» **Part of a data file**:
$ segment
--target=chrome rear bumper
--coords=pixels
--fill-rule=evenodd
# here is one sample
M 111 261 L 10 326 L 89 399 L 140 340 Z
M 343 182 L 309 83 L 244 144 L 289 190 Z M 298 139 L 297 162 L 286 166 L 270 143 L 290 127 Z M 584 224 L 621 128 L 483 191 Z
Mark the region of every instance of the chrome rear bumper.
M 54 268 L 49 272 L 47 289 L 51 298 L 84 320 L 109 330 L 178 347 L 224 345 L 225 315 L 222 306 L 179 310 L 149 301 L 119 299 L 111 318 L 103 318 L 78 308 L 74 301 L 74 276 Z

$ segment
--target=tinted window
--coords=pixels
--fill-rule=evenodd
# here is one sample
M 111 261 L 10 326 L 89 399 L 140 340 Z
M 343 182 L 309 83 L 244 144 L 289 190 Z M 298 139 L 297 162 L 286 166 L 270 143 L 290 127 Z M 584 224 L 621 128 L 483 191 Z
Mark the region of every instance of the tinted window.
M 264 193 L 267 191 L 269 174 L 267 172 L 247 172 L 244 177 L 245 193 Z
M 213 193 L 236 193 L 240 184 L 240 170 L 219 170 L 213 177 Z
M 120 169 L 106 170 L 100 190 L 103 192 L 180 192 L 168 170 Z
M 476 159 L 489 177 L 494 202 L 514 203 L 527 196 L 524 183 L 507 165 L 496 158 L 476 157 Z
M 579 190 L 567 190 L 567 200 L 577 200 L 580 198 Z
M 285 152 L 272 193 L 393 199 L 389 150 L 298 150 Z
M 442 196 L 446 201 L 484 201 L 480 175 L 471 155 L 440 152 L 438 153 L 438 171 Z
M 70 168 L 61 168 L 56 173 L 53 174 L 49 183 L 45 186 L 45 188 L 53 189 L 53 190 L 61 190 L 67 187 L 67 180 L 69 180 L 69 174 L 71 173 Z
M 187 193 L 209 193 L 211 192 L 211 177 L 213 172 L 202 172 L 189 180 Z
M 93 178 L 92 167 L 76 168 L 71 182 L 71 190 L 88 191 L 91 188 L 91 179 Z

» **Exercise task**:
Rewrite the records with every "Mark the region" changed to "Outline the area" and nothing else altered.

» **Answer to the problem**:
$ segment
--target=chrome rear bumper
--coords=pixels
--fill-rule=evenodd
# here is one sample
M 111 261 L 10 326 L 89 399 L 140 340 Z
M 343 182 L 309 83 L 244 144 L 289 190 Z M 298 139 L 297 162 L 286 166 L 270 143 L 290 127 Z M 584 224 L 621 128 L 483 191 Z
Outline the area of every instance of the chrome rear bumper.
M 54 268 L 49 272 L 47 289 L 51 298 L 84 320 L 109 330 L 178 347 L 224 345 L 225 315 L 222 306 L 179 310 L 149 301 L 119 299 L 111 318 L 103 318 L 78 308 L 74 301 L 74 276 Z

$ segment
--target=tinted window
--coords=pixels
--fill-rule=evenodd
# here is one sample
M 111 261 L 10 326 L 89 399 L 140 340 Z
M 343 182 L 309 83 L 244 144 L 289 190 Z M 298 139 L 297 162 L 286 166 L 270 143 L 290 127 Z M 584 224 L 621 128 L 483 191 Z
Outline the area of every instance of the tinted window.
M 264 193 L 267 191 L 269 174 L 267 172 L 247 172 L 244 177 L 245 193 Z
M 213 193 L 236 193 L 240 184 L 240 170 L 219 170 L 213 177 Z
M 120 169 L 106 170 L 100 190 L 103 192 L 180 192 L 168 170 Z
M 476 159 L 489 177 L 494 202 L 514 203 L 527 196 L 524 183 L 507 165 L 496 158 L 476 157 Z
M 579 190 L 567 190 L 567 200 L 577 200 L 580 198 Z
M 285 152 L 272 193 L 393 199 L 389 150 L 298 150 Z
M 442 196 L 446 201 L 484 201 L 480 175 L 471 155 L 440 152 L 438 153 L 438 171 Z
M 70 168 L 61 168 L 56 173 L 53 174 L 49 183 L 45 186 L 45 188 L 53 189 L 53 190 L 61 190 L 67 187 L 67 180 L 69 180 L 69 174 L 71 173 Z
M 187 193 L 209 193 L 211 192 L 211 177 L 213 172 L 202 172 L 189 180 Z
M 93 178 L 92 167 L 76 168 L 71 182 L 71 190 L 88 191 L 91 188 L 91 179 Z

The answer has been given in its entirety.